Task directions: The required output is the line containing "the form (103,106)." through the final line of the material below, printed exactly, with no other lines.
--*--
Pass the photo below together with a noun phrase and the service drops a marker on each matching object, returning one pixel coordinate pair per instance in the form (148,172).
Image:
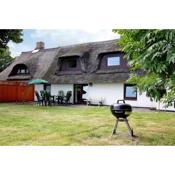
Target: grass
(37,125)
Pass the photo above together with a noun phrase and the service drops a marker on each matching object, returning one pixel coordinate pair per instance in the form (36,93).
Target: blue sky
(61,37)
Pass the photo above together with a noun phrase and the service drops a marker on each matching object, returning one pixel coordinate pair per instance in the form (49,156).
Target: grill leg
(129,128)
(115,127)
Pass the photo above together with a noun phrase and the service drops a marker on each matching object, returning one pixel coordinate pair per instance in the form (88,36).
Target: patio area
(28,124)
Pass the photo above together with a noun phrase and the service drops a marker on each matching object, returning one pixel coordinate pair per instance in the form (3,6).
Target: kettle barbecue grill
(121,111)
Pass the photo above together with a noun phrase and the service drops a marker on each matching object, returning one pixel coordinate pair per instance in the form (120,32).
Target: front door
(80,93)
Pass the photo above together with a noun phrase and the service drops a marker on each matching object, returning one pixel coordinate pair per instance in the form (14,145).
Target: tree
(5,37)
(151,56)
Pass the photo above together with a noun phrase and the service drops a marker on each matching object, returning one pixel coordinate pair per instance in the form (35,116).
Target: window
(19,69)
(72,63)
(130,92)
(113,61)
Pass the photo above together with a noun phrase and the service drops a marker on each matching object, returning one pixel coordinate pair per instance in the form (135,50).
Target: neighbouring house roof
(45,64)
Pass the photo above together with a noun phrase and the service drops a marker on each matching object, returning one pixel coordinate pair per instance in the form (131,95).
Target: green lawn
(37,125)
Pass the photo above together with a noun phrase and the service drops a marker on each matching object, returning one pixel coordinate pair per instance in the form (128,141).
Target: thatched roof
(45,64)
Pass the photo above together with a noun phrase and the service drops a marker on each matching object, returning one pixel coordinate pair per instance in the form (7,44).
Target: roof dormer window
(113,60)
(19,69)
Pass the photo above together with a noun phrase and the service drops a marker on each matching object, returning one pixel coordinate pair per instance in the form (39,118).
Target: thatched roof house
(47,64)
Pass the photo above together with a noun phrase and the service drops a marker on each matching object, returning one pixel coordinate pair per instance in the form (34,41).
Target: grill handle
(118,101)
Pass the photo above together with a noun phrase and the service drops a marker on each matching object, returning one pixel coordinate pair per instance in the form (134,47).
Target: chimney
(39,45)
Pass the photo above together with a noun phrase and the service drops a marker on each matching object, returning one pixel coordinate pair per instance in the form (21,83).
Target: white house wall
(114,91)
(65,87)
(161,106)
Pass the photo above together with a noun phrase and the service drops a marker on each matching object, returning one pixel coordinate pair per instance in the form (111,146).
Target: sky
(61,37)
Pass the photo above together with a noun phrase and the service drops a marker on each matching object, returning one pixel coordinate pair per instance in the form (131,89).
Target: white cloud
(61,37)
(72,36)
(16,49)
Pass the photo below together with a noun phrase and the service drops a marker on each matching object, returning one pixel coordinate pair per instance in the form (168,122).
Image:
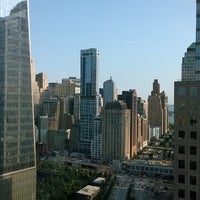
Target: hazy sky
(139,40)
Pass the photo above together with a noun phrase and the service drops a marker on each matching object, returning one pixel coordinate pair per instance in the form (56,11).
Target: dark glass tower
(17,149)
(89,105)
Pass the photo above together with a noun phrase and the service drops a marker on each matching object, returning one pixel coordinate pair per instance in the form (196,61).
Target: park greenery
(56,181)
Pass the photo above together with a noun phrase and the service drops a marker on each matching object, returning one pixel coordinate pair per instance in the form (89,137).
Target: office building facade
(115,132)
(17,143)
(109,91)
(89,96)
(158,109)
(130,98)
(187,124)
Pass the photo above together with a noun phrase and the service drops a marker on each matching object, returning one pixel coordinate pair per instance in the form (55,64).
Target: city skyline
(138,41)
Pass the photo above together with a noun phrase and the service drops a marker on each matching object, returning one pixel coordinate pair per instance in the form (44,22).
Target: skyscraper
(130,98)
(158,109)
(17,147)
(115,131)
(188,64)
(89,100)
(187,124)
(109,91)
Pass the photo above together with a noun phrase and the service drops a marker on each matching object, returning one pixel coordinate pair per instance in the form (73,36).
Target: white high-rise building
(187,124)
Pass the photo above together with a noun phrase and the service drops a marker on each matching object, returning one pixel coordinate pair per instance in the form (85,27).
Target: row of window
(182,120)
(193,150)
(181,164)
(181,179)
(181,194)
(193,134)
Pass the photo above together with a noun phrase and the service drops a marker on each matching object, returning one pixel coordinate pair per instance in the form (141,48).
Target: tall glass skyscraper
(89,105)
(17,149)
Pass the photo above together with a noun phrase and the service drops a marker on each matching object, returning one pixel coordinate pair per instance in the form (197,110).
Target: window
(193,195)
(193,165)
(181,193)
(193,91)
(193,134)
(181,91)
(193,180)
(181,120)
(181,178)
(181,134)
(193,120)
(193,150)
(181,164)
(181,149)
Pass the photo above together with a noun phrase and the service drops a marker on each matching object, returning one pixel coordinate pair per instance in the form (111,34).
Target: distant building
(115,132)
(96,143)
(89,192)
(51,108)
(130,98)
(109,91)
(42,81)
(43,129)
(89,97)
(187,122)
(17,132)
(158,109)
(57,140)
(188,64)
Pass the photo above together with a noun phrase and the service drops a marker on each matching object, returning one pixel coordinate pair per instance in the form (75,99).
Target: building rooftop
(89,190)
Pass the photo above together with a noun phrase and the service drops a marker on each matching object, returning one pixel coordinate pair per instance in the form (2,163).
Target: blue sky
(139,40)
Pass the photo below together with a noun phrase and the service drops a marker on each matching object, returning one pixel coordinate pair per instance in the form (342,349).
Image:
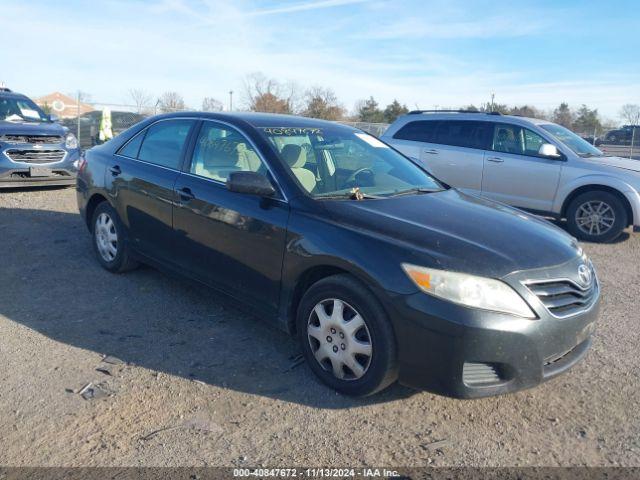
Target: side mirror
(250,182)
(549,151)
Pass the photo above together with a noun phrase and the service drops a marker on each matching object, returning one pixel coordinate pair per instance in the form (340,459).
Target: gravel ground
(203,383)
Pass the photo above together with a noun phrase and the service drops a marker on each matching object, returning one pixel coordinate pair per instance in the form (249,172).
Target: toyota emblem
(584,275)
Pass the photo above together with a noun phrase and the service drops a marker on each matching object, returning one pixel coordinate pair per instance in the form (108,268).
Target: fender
(621,186)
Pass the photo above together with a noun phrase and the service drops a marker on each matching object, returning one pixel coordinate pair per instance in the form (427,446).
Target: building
(62,105)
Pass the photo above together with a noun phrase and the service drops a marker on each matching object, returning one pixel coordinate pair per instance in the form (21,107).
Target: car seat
(296,158)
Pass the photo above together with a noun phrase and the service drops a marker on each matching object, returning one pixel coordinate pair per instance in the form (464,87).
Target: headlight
(71,141)
(469,290)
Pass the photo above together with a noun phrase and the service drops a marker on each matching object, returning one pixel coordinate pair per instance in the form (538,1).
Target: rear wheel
(596,217)
(346,336)
(109,240)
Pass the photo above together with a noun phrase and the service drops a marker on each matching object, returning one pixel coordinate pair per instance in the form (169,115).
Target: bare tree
(322,103)
(264,94)
(171,102)
(210,104)
(141,99)
(631,113)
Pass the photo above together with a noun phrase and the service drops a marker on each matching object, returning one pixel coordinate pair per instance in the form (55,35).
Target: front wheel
(346,336)
(109,240)
(596,217)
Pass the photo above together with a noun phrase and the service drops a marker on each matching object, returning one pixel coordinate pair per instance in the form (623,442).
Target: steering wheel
(352,177)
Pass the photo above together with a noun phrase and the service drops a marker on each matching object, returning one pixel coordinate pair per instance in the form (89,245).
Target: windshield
(571,140)
(337,161)
(16,109)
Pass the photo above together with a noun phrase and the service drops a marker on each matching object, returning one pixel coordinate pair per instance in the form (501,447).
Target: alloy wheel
(339,338)
(595,217)
(106,237)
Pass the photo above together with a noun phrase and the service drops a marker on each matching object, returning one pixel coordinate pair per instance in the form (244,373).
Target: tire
(604,204)
(110,243)
(349,342)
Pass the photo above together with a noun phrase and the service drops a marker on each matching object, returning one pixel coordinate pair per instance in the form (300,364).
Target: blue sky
(424,53)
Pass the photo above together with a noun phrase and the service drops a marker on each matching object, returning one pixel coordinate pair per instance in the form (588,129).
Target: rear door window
(418,131)
(164,142)
(222,150)
(463,133)
(132,148)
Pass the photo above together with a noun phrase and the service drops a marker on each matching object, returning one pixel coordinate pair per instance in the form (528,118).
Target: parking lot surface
(175,375)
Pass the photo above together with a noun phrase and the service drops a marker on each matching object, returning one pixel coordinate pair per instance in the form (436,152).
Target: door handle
(186,194)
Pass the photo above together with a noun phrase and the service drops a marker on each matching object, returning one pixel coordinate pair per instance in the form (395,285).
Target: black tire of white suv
(596,216)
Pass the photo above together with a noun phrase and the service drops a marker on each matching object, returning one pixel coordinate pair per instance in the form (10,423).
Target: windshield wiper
(354,194)
(415,190)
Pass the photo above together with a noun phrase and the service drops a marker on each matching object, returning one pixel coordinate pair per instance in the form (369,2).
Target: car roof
(478,116)
(260,120)
(9,94)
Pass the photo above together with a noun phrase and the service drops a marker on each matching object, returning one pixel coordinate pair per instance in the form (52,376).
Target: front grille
(474,374)
(33,139)
(564,298)
(36,156)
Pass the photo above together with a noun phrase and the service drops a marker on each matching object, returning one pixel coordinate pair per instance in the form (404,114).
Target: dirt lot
(204,384)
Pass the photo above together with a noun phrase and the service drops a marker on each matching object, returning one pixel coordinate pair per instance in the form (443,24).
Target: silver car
(528,163)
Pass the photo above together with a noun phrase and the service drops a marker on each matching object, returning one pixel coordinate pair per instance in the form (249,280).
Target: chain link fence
(87,127)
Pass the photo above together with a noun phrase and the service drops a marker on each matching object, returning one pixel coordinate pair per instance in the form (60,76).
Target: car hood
(31,128)
(461,232)
(617,162)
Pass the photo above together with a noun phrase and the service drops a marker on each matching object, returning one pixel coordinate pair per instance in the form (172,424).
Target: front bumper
(19,174)
(468,353)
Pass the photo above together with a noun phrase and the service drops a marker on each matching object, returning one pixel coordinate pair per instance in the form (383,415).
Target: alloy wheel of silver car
(339,338)
(106,237)
(595,217)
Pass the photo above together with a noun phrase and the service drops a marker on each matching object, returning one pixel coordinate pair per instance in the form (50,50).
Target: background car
(34,149)
(380,270)
(623,135)
(528,163)
(90,125)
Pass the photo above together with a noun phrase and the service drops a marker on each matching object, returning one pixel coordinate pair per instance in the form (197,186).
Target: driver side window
(516,140)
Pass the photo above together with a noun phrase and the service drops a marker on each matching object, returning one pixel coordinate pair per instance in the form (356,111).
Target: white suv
(529,163)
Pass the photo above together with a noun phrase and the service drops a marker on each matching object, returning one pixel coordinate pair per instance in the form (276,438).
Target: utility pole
(78,118)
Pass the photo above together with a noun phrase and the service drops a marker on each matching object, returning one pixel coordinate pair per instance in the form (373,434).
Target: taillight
(82,163)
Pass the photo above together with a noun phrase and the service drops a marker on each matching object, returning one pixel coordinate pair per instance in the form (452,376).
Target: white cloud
(206,48)
(305,6)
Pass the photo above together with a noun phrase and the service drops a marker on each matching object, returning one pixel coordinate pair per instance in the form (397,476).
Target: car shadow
(623,237)
(51,283)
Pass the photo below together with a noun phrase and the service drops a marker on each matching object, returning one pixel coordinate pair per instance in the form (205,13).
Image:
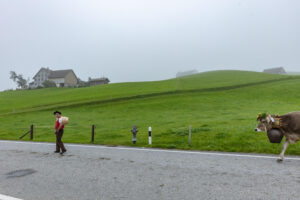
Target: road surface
(31,171)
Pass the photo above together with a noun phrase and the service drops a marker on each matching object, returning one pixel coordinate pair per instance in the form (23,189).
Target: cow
(288,124)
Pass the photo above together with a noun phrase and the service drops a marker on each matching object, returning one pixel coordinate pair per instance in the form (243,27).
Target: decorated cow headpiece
(261,116)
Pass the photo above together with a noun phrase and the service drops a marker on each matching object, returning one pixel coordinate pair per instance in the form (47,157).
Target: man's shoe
(63,152)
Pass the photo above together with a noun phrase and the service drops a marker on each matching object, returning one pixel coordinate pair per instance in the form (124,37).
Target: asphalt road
(98,172)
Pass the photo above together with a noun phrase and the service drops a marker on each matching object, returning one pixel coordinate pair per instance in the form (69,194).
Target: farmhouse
(62,78)
(98,81)
(278,70)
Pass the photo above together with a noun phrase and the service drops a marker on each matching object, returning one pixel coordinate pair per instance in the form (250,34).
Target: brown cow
(288,124)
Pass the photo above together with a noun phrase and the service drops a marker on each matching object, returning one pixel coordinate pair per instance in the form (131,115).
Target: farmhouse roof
(60,73)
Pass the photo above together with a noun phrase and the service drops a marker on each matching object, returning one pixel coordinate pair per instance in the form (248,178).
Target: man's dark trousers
(59,143)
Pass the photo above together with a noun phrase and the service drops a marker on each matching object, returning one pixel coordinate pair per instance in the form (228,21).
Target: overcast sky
(142,40)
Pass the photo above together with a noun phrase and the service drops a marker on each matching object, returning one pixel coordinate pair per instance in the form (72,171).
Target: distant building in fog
(278,70)
(186,73)
(98,81)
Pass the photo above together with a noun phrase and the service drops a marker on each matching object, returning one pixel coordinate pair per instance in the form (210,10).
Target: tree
(49,84)
(19,80)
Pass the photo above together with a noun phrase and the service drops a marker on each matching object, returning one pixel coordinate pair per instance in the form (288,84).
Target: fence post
(31,132)
(190,135)
(93,133)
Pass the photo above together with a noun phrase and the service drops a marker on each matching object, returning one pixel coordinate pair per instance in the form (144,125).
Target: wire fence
(90,134)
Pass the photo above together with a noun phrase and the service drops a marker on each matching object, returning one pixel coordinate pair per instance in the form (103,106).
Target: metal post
(93,133)
(150,135)
(31,132)
(190,135)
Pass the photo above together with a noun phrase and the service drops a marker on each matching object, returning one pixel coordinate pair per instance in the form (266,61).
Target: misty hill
(221,107)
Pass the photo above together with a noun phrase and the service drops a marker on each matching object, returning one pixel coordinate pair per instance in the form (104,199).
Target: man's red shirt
(57,123)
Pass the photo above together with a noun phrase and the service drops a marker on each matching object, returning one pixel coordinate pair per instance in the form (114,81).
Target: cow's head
--*--
Written solution:
Pass the photo above together with a noun phrase and the service drops a marker on each matching object, returning one pixel coordinate pair per instance in the form (103,106).
Target: metal post
(93,133)
(150,135)
(31,132)
(190,135)
Pass the photo above together with a noun phrase and the service drops a marker on each matching object, returning one pixel coordinate pair per instance in the form (266,61).
Target: misty hill
(221,107)
Pass the photo above together with a noun phrase and the service drops a marker on each matching object, returning one pixel coordinate pair per instance in the form (104,199).
Target: man's red shirt
(57,123)
Pass the photo above together with a noun phrase and the service drops a marker on each matching object, returning one pixel coordinate pair per instance in the form (114,81).
Target: cow's head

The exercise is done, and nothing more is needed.